:: DATA FOR THE TASK ::

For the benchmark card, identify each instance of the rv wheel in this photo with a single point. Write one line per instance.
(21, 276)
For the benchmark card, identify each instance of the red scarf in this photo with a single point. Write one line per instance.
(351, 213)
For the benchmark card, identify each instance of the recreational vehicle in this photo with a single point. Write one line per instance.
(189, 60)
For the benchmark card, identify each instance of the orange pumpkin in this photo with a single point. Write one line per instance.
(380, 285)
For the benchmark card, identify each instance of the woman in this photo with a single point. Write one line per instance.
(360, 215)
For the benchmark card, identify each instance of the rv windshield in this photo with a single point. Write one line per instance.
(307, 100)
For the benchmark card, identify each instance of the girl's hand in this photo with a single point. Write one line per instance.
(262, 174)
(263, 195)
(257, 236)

:::
:: DATA FOR THE TASK ::

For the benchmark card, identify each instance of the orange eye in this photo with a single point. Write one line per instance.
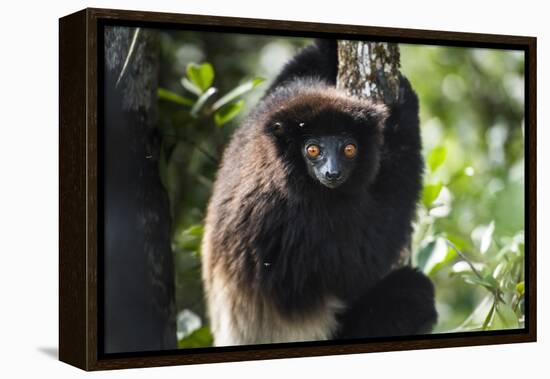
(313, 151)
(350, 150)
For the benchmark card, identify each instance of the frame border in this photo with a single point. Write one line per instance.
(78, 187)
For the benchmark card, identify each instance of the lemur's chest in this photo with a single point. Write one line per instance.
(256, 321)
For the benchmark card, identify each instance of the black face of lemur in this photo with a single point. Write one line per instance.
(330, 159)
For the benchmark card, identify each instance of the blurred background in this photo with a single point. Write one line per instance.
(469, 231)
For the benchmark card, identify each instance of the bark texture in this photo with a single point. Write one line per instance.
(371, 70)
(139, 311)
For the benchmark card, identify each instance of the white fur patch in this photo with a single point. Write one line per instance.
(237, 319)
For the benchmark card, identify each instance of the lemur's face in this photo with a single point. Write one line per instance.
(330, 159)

:::

INSTRUCTION: Return every line of the data above that contains the string "lemur". Case counts.

EXERCISE RESULT:
For the benchmark card, identify each instance of the lemur's chest in this photo with a single point. Write one line per instance.
For the benchmark card, identify each instance of the black face of lemur in this photo with a single point. Write one line per instance.
For the benchmark card, identify each instance of the lemur's face in this photo with a single point. Write one line per instance.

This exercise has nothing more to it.